* start PASSAGE *

The Felony Squad is a half-hour television crime drama originally broadcast on the ABC network from September 12, 1966, to January 31, 1969, a span encompassing seventy-three episodes.

Overview
The program starred Howard Duff (as Sergeant Sam Stone) and Dennis Cole (as Detective Jim Briggs) as investigators in a major crimes unit.  The setting was an unidentified West Coast city (background scenes obviously show Los Angeles, and L.A. City Hall is shown at dusk in the final scene of the opening credits). Duff's character was the veteran who was teaching his younger partner the nuances of life in this new facet of police work. Another main character was desk sergeant Dan Briggs (portrayed by Ben Alexander), the father of Cole's character.

Originally titled Men Against Evil, the show was set to be a soap opera-type program about a police captain.  However, when the concept proved to be unworkable, the project was changed to a standard police drama with three main characters.  In addition, following primary sponsor Liggett & Myers' objection about being associated with the word "evil," the show's title was changed.

* end PASSAGE *
* start LISTED RECORDS *

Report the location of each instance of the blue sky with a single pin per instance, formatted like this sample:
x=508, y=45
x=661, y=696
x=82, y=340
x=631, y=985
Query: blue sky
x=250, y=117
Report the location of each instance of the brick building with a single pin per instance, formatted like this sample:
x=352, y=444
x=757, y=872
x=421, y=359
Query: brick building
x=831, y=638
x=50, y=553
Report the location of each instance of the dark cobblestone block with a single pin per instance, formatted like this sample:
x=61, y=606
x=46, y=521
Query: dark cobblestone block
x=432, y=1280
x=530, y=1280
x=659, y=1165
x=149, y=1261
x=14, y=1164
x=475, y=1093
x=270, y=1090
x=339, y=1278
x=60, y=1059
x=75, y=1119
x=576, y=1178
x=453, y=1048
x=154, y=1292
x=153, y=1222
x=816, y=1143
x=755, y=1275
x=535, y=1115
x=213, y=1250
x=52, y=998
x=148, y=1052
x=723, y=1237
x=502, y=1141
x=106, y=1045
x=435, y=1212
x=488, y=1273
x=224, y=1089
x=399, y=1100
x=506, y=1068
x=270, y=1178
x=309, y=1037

* end LISTED RECORDS *

TASKS TO PERFORM →
(1) According to the passage on The Felony Squad, who played desk sergeant Dan Briggs?
(2) Pick up the passage on The Felony Squad after its final sentence and carry it forward.
The lines are separate material, unrelated to the passage on The Felony Squad.

OUTPUTS IN ORDER →
(1) Ben Alexander

(2)
For the first two years of the series aired, it was broadcast on Monday nights, with 30 episodes comprising a season's run. In the Fall of 1968 it was switched to a Friday evening time slot, a move that proved disastrous. The program was cancelled at midseason after just thirteen aired episodes.  The final episode of the series was part of a crossover with the ABC legal drama Judd, for the Defense, starring Carl Betz.  The stunt also proved to be no more effective for Judd, which was cancelled at the end of its season after a two-year run.

Alexander's role in the series was not only onscreen but also offscreen as a technical adviser.  His earlier work with Jack Webb in Dragnet was the basis for this added position, but ironically resulted in his inability to reprise his role of Officer Frank Smith when Webb revived Dragnet in late 1966. He died of a heart attack less than six months after The Felony Squad left the air.
                                 
The Felony Squad was sponsored by L&M cigarettes, as seen on the 1967 episode "The Day Of The Shark Part 1".

Regular Cast

Howard Duff as Detective Sgt. Sam Stone (73 episodes, 1966-1969)
Dennis Cole as Detective Jim Briggs (73 episodes, 1966-1969)
Ben Alexander as Desk Sgt. Dan Briggs (73 episodes, 1966-1969)
Frank Maxwell as Captain Frank Nye (13 episodes, 1966-1968)
Len Wayland as District Attorney Adam Fisher (recurring)

Guest Stars

Joe Don Baker as Shep in "My Mommy Got Lost" (1967)
Francis De Sales as Harmon in "The Broken Badge" (1966)
Rodolfo Hoyos, Jr., as Pepe Enciras in "Epitaph for a Cop" (1968)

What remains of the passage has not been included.